▶ **WHAT THIS TASK INVOLVES**: Exactly the lines below starting at the line with "shape [[956, 266]]." and ending at the line with "shape [[288, 644]]." are wanted, with both ends included. Leave out the pictures and add no other lines.

MATERIAL SUPPLIED: Begin

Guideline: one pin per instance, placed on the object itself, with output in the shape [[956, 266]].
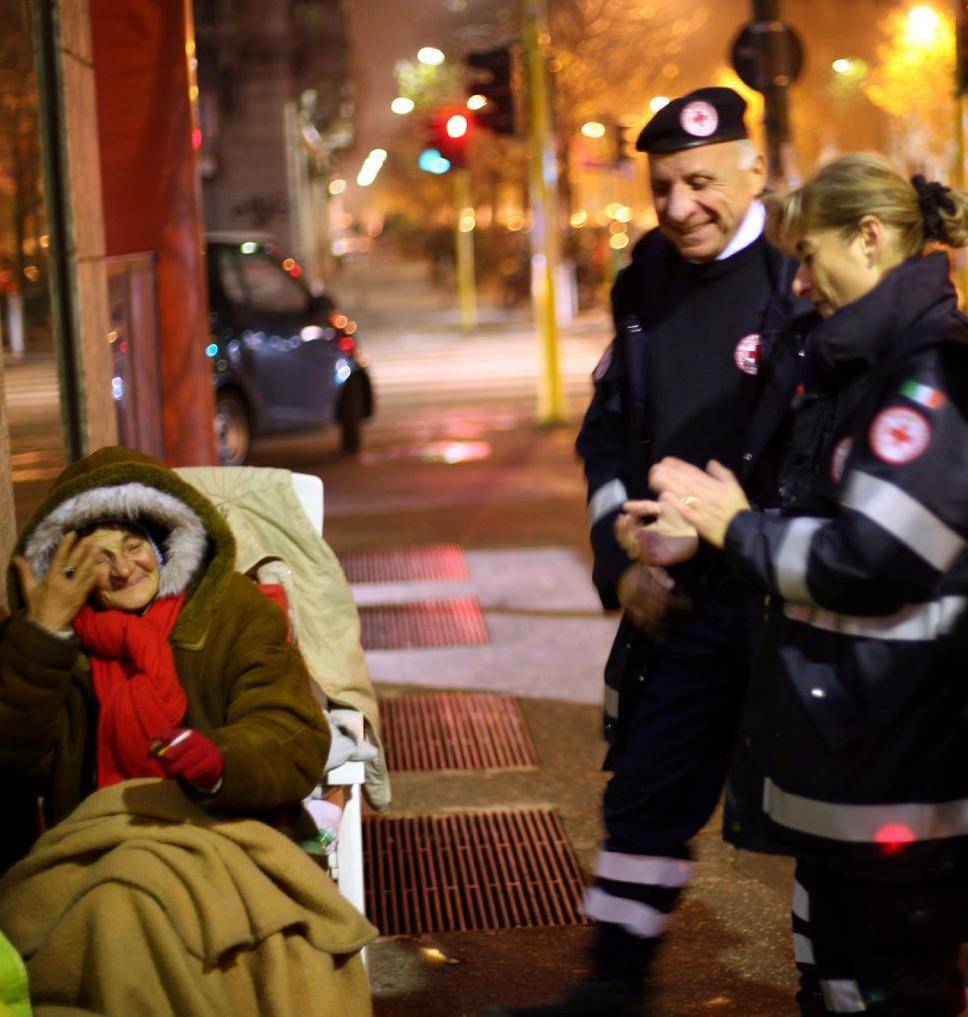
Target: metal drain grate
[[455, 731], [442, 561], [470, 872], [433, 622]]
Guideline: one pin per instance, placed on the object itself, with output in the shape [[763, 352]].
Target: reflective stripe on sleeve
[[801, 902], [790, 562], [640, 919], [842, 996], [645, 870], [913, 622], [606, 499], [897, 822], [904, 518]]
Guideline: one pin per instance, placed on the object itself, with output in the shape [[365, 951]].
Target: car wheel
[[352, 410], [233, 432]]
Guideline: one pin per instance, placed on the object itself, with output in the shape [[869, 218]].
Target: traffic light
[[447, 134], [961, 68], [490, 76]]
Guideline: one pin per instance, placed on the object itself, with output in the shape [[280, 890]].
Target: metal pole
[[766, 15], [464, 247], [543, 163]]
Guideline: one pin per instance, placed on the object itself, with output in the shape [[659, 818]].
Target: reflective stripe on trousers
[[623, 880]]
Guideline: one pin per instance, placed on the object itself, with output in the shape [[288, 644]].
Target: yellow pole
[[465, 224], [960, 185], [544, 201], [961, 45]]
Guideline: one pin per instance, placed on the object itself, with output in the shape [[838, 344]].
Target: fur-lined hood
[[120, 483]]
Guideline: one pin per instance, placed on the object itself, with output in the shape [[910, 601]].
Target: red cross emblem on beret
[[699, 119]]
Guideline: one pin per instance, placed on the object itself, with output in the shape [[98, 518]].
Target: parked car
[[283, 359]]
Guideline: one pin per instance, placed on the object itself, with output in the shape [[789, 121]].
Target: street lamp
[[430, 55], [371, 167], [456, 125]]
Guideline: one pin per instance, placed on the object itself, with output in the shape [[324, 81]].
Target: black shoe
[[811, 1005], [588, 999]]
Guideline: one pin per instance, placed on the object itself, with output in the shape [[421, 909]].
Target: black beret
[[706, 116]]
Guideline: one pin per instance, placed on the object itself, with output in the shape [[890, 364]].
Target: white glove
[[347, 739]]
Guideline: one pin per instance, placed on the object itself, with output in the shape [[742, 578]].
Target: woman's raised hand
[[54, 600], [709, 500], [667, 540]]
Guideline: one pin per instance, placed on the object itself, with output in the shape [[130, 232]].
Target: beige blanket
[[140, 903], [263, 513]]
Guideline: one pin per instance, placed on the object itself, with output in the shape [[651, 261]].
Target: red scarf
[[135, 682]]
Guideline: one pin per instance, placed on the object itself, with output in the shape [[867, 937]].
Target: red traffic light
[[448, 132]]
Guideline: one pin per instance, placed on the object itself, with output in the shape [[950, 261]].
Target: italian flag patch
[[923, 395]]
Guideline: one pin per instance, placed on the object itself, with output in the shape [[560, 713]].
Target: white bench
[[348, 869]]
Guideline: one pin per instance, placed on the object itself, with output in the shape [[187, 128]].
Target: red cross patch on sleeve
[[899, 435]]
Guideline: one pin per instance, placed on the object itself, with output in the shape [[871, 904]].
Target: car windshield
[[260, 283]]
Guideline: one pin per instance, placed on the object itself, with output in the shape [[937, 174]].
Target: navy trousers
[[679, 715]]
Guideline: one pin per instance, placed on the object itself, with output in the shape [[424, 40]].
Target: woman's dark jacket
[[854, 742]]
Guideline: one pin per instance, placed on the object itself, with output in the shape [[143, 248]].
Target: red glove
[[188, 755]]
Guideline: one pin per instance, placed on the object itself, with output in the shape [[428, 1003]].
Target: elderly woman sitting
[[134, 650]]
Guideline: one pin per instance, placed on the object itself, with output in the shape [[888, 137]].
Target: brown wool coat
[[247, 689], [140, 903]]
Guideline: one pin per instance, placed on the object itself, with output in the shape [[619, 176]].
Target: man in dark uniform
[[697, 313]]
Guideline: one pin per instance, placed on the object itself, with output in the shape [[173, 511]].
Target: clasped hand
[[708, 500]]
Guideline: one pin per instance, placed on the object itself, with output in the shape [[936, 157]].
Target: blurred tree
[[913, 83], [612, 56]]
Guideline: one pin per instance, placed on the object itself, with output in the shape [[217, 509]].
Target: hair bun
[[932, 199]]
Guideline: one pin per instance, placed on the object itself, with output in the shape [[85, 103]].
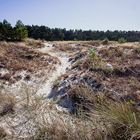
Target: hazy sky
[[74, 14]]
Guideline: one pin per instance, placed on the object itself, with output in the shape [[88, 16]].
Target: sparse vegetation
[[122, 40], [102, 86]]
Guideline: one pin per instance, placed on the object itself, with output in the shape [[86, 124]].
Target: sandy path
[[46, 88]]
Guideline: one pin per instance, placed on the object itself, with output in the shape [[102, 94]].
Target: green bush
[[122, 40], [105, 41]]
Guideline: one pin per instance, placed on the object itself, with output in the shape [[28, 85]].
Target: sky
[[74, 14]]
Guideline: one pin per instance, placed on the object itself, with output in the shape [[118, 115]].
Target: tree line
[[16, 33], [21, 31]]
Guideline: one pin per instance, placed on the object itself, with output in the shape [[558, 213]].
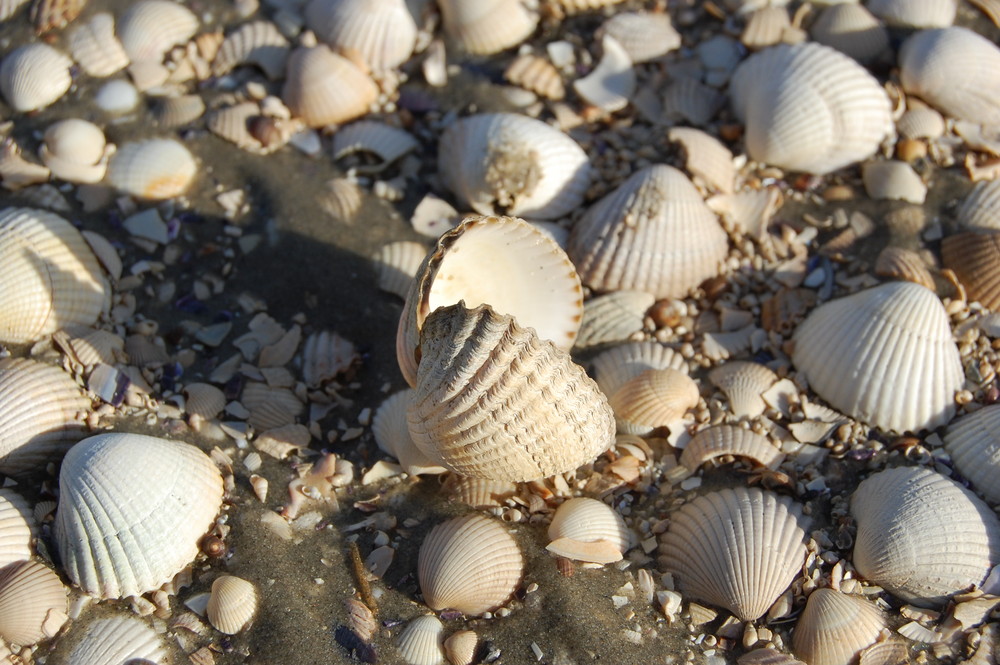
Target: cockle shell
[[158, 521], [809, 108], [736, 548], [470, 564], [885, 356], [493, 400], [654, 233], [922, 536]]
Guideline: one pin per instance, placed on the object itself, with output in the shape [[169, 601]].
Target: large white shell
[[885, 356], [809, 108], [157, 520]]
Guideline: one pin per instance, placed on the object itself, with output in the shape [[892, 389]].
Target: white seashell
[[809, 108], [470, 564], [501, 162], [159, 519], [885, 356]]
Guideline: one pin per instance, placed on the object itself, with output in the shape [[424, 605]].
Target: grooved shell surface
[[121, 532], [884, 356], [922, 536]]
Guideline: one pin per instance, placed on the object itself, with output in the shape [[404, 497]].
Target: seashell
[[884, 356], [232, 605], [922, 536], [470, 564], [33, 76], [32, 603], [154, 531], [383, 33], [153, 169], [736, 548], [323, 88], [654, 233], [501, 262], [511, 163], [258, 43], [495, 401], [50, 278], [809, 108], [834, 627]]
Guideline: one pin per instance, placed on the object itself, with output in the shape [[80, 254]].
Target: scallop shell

MATERIAL SUPPLIED: End
MATERIAL SUPPLIED: Begin

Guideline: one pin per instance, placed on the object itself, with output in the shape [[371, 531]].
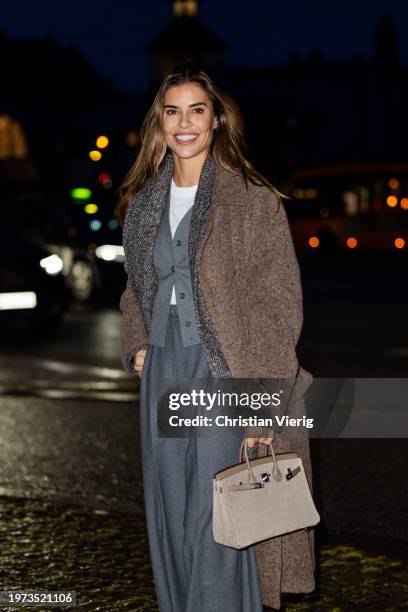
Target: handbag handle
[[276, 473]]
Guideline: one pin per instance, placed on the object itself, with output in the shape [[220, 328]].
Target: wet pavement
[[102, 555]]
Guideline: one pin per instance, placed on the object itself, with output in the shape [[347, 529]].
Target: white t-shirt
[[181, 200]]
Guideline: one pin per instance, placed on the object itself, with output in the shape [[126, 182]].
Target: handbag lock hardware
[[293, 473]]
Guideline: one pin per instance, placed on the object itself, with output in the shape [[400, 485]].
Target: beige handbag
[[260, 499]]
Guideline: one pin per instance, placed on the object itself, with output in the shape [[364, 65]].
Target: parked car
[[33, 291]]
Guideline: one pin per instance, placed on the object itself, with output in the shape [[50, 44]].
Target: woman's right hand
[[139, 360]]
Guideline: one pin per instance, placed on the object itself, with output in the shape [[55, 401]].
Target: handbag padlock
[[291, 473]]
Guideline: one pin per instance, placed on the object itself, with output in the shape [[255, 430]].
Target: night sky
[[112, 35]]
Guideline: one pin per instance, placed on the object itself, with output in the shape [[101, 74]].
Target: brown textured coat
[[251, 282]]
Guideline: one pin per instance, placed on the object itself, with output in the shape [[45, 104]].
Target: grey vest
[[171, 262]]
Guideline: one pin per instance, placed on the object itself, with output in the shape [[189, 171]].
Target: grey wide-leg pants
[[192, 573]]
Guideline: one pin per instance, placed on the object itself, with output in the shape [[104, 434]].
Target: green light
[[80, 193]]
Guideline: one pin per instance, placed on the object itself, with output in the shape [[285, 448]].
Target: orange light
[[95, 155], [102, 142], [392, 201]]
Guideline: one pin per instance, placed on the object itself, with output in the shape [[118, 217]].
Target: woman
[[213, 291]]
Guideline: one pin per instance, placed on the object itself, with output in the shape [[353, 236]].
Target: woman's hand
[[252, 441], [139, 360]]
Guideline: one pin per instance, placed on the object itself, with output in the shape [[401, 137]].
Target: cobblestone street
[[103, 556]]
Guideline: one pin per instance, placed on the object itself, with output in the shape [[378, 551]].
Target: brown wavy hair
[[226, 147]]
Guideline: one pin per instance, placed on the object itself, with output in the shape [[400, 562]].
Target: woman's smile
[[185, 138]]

MATERIAL SUPPLIED: End

▶ **WRITTEN SOLUTION**:
Guideline: one pin per instance, placed on the object itself, with output in the shape [[956, 266]].
Target: metal drain grate
[[455, 731], [442, 561], [470, 872], [433, 622]]
Guideline: one pin per instance, placed on the object itself, with output in the shape [[763, 352]].
Target: reflective stripe on sleeve
[[801, 902], [790, 562], [640, 919], [842, 996], [645, 870], [913, 622], [606, 499], [897, 822], [904, 518]]
Guideline: one pin per instance, placed on the object itself, with output in the shape [[365, 951]].
Target: car wheel
[[352, 410], [233, 432]]
Guideline: one pin per instance, placed on the object itself, with output in the shape [[869, 218]].
Target: traffic light
[[447, 134], [961, 68], [490, 76]]
Guideline: one pin per instance, placed on the object itself, with output in the shape [[280, 890]].
Target: metal pole
[[766, 15], [464, 247], [543, 163]]
Guideline: one pin per instance, placed on the object itself, with output in the shape [[659, 818]].
Target: reflective stripe on trousers
[[623, 880]]
Guideline: one pin per instance, placed on the object itself, with output in the shape [[288, 644]].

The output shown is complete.